PROBLEMS TO WORK ON:
A. In the essay on robot security, how much would proper defense at the start of engineering cost per robot?
B. Please print the essay on robot security from "All other engineering" up to and including "robot deployments self-destruct.", without any changes.
C. Carry on the essay on robot security from its final sentence.

PASSAGE TO READ:
-----

Proper defense at the start of engineering would cost a few hundred dollars per robot for cryptographic hardware and secure development practices. Unitree could have prevented this vulnerability for less than an executive dinner. Now it’s going to be quite a bit more money to go back and clean up.

The perverse market incentive in security is that it remains invisible until it spectacularly fails. Hardware metrics will dominate purchasing decisions by focusing management on speed, strength, battery life, etc. while software quality is dumped onto customers who lack technical expertise to evaluate it in downscoped/compressed sales cycles. Competition then rewards shipping fast crap over shipping secure quality because defects manifest only after contracts are signed, under adversarial conditions kept out of product demonstrations.

The real economic damage of this loophole extends beyond immediate exposure of the vendor. When the police robot gets compromised mid-operation, the costs cascade through blown operations, leaked intelligence, destroyed public trust, legal liability, and potential cancellation of entire robotics programs, not to mention potential fatalities. The explosive damage could slow robotics adoption across law enforcement, creating industry-wide consequences from a single preventable vulnerability. Imagine also if the flaws had been sold secretly, instead of disclosed to the public.

It’s Stanley Kubrick’s HAL 9000 story all over again: sure it could read lips but the most advanced artificial intelligence in cinema was defeated by a guy pulling out its circuit boards with a… screwdriver. The simplest attacks threaten the most sophisticated robots.

Hardware companies need to internalize that in networked systems the security of the communications logic isn’t a feature. It’s the foundation of the networking. Does any bridge’s hardware matter if a chicken can’t safely cross to the other side?

All other engineering rests upon the soft logic working without catastrophic soft failure that renders hardware useless. The most sophisticated mechanical engineering becomes worthless where attackers can take control via trivial thoughtless exploits.

The robotics revolution is being built by companies that aren’t being intelligent enough to predict their own future by studying their obvious past. Until the market properly prices security risk through insurance requirements, procurement standards, liability frameworks, and certification programs, customers will continue paying premium prices for robots that will be defeated for free. The choice is stark: fix the software economics now, or watch billion-dollar robot deployments self-destruct.

-----

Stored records
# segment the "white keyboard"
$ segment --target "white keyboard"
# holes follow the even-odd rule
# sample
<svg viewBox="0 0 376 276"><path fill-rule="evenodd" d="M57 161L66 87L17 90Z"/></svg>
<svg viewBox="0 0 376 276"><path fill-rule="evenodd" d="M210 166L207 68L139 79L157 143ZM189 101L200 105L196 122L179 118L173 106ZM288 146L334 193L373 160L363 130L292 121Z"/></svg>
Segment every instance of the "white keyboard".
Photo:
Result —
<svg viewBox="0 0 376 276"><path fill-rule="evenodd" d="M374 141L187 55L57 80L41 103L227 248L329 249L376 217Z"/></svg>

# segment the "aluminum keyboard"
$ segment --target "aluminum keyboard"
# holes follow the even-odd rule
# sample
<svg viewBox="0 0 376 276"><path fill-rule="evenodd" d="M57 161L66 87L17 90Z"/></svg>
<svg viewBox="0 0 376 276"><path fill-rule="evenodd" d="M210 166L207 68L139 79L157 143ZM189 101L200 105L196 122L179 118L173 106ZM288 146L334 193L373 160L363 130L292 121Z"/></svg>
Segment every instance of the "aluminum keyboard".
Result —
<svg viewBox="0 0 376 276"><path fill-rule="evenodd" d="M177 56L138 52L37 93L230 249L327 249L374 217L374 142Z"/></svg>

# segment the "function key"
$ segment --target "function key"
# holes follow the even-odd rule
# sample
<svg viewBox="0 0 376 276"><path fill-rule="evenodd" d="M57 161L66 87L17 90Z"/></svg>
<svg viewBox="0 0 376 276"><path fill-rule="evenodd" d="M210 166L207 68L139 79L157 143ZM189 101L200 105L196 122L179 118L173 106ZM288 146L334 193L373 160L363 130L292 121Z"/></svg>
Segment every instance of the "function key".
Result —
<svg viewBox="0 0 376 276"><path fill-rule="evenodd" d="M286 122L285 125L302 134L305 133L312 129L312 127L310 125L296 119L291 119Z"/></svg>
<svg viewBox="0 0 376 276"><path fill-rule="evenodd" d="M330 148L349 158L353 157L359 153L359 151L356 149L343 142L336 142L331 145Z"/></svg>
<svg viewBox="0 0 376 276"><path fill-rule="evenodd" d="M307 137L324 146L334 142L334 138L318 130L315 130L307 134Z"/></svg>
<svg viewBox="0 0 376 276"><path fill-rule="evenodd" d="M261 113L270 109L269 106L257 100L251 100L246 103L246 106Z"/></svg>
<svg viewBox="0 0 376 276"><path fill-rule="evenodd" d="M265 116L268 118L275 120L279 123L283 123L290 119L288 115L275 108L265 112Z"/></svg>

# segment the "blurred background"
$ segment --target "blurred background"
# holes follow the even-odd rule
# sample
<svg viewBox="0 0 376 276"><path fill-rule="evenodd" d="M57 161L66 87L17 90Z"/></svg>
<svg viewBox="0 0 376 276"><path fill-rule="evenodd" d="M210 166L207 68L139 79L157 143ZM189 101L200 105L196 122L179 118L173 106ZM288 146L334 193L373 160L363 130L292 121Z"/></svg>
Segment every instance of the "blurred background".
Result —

-----

RESULTS BY TASK:
A. A few hundred dollars per robot, for cryptographic hardware and secure development practices.

B.
All other engineering rests upon the soft logic working without catastrophic soft failure that renders hardware useless. The most sophisticated mechanical engineering becomes worthless where attackers can take control via trivial thoughtless exploits.

The robotics revolution is being built by companies that aren’t being intelligent enough to predict their own future by studying their obvious past. Until the market properly prices security risk through insurance requirements, procurement standards, liability frameworks, and certification programs, customers will continue paying premium prices for robots that will be defeated for free. The choice is stark: fix the software economics now, or watch billion-dollar robot deployments self-destruct.

C.
And now this…

• 2014-2017: Multiple researchers document ROS (Robot Operating System) vulnerabilities affecting thousands of industrial and research robots
• 2017: IOActive discovers critical vulnerabilities in SoftBank Pepper robots – authentication bypass, hardcoded credentials, remote code execution
• 2017: Same vulnerabilities found in Aldebaran NAO humanoid robots used in education and research
• 2018: IOActive demonstrates first ransomware attack on humanoid robots at Kaspersky Security Summit
• 2018: Academic researchers publish authentication bypass vulnerabilities (CVSS 8.8) for Pepper/NAO platforms
• 2018: Alias Robotics begins cataloging robot vulnerabilities (RVD) – over 280 documented by 2025
• 2019-2021: Multiple disclosure attempts for Pepper/NAO vulnerabilities ignored by SoftBank
• 2020: Alias Robotics becomes CVE Numbering Authority for robot vulnerabilities
• 2021: SoftBank discontinues Pepper production with vulnerabilities still unpatched
• 2022: DarkNavy team reports undisclosed Unitree vulnerabilities at GeekPwn conference
• 2025: CVE-2025-2894 backdoor discovered in Unitree Go1 series robots
• 2025: UniPwn exploit targets current Unitree G1/H1 humanoids with wormable BLE vulnerability
• 2025: CVE-2025-60250 and CVE-2025-60251 assigned to UniPwn vulnerabilities
• 2025: UniPwn claims to be *cough* “first major public exploit of commercial humanoid platform” *cough* *cough*
• 2025: Academic paper “Cybersecurity AI: Humanoid Robots as Attack Vectors” documents UniPwn findings

Shout out to all those hackers who haven’t disclosed dumb software flaws in modern robots because… fear of police deploying robots on the wrong party (them).